### Entries provided
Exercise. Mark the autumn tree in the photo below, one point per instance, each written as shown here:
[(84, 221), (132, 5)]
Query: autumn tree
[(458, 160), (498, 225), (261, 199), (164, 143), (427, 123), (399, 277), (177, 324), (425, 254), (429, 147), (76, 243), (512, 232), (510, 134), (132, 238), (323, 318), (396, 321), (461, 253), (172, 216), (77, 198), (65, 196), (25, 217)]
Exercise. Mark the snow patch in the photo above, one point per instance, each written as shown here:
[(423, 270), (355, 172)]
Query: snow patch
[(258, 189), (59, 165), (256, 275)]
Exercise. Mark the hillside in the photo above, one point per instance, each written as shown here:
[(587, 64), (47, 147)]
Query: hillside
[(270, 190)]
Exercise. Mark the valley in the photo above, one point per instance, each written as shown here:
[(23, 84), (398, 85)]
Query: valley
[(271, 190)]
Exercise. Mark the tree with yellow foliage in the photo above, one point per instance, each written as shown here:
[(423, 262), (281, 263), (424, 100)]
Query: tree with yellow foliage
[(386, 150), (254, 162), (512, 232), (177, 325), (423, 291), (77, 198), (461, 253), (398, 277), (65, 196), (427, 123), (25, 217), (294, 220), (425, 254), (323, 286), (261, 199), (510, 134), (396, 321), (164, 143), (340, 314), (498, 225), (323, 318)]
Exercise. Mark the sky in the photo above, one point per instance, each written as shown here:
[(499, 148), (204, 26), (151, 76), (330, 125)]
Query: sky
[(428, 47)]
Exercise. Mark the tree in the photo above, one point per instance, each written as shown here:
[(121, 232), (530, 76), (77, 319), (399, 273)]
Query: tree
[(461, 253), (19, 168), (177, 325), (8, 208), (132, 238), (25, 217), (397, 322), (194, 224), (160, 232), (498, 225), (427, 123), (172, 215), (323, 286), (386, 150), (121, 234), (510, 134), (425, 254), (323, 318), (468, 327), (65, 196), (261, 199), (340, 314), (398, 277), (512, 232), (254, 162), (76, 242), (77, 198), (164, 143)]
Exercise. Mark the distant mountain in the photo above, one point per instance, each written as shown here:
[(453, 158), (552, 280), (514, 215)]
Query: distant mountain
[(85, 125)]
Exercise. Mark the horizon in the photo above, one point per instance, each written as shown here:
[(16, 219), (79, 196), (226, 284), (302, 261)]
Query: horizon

### What you need to do
Rewrite every item above, changing each occurrence of "one point per instance" to "one point for each instance" and keeping everything else the same.

### Written solution
Exercise. Mark the autumn tree in the photo below, one point for each instance, each written as shown here:
[(84, 221), (132, 5)]
Query: autumn tree
[(458, 160), (498, 225), (261, 199), (164, 143), (427, 123), (399, 277), (177, 324), (425, 254), (429, 147), (76, 243), (512, 232), (510, 134), (132, 238), (323, 318), (396, 321), (461, 253), (172, 216), (77, 198), (65, 196), (25, 217)]
Exercise. Mark the snow patch in the photo above, one point for each instance, each written as shown here:
[(423, 270), (355, 172)]
Query: snow patch
[(258, 189), (59, 165), (256, 275)]
Exercise. Mark the hillside in the photo above, one point for each instance, each written as shown here:
[(587, 64), (47, 147)]
Query: hillside
[(270, 190)]
Exercise. Mark the valley in the photo above, one point for each instance, each written as shown here:
[(23, 84), (398, 85)]
Query: valley
[(271, 190)]
Exercise. Mark the tree with yellow foliage in the photo above, one point for each instance, each written as shown here:
[(423, 262), (281, 263), (424, 100)]
Query: tree with yellow foliage
[(386, 150), (254, 162), (512, 232), (177, 325), (423, 291), (77, 198), (461, 253), (398, 277), (65, 196), (427, 123), (25, 217), (294, 220), (425, 254), (323, 286), (261, 199), (510, 134), (396, 321), (164, 143), (340, 314), (498, 225), (323, 318)]
Exercise. Mark the sky in the photo above, one point for each instance, each written as shown here:
[(499, 148), (204, 26), (151, 76), (330, 125)]
Query: sky
[(428, 47)]
Exercise. Mark the tree in the photo above, one point for each instance, each written as shown here:
[(121, 232), (530, 76), (77, 319), (399, 273)]
Query: tree
[(461, 253), (19, 168), (177, 325), (8, 208), (132, 238), (25, 217), (397, 322), (194, 224), (160, 232), (498, 225), (427, 123), (172, 215), (323, 286), (386, 150), (121, 234), (510, 134), (425, 254), (323, 318), (468, 327), (65, 196), (261, 199), (340, 314), (398, 277), (512, 232), (254, 162), (76, 242), (77, 198), (164, 143)]
Exercise. Mark the distant mountain in the photo above, one point for each instance, each written as shown here:
[(453, 158), (552, 280), (514, 215)]
Query: distant mountain
[(85, 125)]
Exercise. Mark the horizon in the photo above, one point for each instance, each written as shown here:
[(16, 219), (79, 196), (226, 284), (302, 261)]
Query: horizon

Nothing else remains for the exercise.